[Work instructions]
Can you carry on the court passage below about the evidence supporting the application, picking up right after its final sentence?
BEGIN Reading passage
Evidence in support of the application

  1. In support of his application, the applicant relies on the following nine affidavits:

(a)   affidavit of Gavin Leslie Thomas filed 21 June 2019;

(b)   second affidavit of Gavin Leslie Thomas filed 2 August 2019;

(c)    affidavit of Peter Gordon Thomas filed 21 June 2019;

(d)  affidavit of Elizabeth Helen Georgiou filed 28 June 2019;

(e)   second affidavit of Elizabeth Helen Georgiou filed 2 August 2019;

(f)     affidavit of Christopher Brian Crouch filed 2 August 2019;

(g)   affidavit of Gerardo Salvador Vecchio filed 2 August 2019; and

(h)   affidavit of Alice Georgie Milner filed 5 August 2019;

(i)     affidavit of Aaron Joel Waters filed 6 August 2019.

  1. At the hearing of the application on 30 August 2019, the applicant did not give any oral evidence or call any witnesses, opting instead to rely on the affidavits filed in support of his application.
END Reading passage
BEGIN Provided information
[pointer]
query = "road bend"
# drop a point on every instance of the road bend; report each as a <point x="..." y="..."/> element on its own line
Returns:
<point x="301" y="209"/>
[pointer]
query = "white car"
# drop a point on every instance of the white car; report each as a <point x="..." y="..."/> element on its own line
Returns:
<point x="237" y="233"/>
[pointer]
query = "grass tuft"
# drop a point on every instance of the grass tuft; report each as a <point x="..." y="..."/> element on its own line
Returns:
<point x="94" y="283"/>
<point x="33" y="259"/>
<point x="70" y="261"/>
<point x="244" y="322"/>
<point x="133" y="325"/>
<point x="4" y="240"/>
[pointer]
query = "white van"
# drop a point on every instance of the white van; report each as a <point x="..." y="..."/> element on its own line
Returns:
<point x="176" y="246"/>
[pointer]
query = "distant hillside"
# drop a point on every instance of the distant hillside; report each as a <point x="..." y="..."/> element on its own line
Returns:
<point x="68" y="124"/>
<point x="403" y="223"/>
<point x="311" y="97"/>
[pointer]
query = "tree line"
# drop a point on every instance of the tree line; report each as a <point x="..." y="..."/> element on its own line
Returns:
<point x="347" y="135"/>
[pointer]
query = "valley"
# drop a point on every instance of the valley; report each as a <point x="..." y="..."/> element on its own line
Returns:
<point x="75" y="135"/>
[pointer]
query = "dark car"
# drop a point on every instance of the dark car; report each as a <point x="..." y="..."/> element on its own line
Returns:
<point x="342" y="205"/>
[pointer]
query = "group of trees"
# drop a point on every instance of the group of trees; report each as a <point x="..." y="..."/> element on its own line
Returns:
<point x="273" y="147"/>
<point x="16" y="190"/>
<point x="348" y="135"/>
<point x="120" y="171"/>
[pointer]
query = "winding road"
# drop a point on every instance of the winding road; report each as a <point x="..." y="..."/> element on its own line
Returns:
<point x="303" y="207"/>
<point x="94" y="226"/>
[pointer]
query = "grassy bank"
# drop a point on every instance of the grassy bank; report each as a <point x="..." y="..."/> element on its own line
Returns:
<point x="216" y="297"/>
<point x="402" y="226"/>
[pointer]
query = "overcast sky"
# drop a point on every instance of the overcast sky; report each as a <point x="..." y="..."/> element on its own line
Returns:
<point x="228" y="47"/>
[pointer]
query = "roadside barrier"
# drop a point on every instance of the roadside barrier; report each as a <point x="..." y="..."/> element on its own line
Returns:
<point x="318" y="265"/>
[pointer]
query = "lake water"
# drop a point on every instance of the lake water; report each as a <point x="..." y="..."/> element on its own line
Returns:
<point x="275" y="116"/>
END Provided information
[Answer to this task]
  1. On 30 September 2019, the Court asked the respondent to serve any objections to the affidavit evidence filed by the applicant by 11 October 2019 and the applicant to serve responses to any objections by 18 October 2019.  The objections have been determined on the papers.

Affidavits of Gavin Leslie Thomas

  1. The applicant deposes that he was the genuine domestic partner of the deceased from February 2017 until her death in March 2019.  He and the deceased met on an online matchmaking app.  At the time, the applicant had been living with his brother in an apartment in Mooroopna, near Shepparton, while the deceased had been living in a property she owned in Kialla.  They arranged to meet in person in February 2017 and afterwards started to spend all their free time together, accompanying each other to visit his and the deceased’s friends.  They also attended dance lessons and rode on the applicant’s motorcycle. 

  1. The applicant also deposes that, in or around March 2017, the applicant and the deceased started staying over at each other’s house every night, except when the applicant worked night shifts.  Within about two weeks of meeting, they said that they would see each other exclusively.  When they stayed over at each other’s house, they shared the same bed.  During this time, they started to engage in a sexual relationship.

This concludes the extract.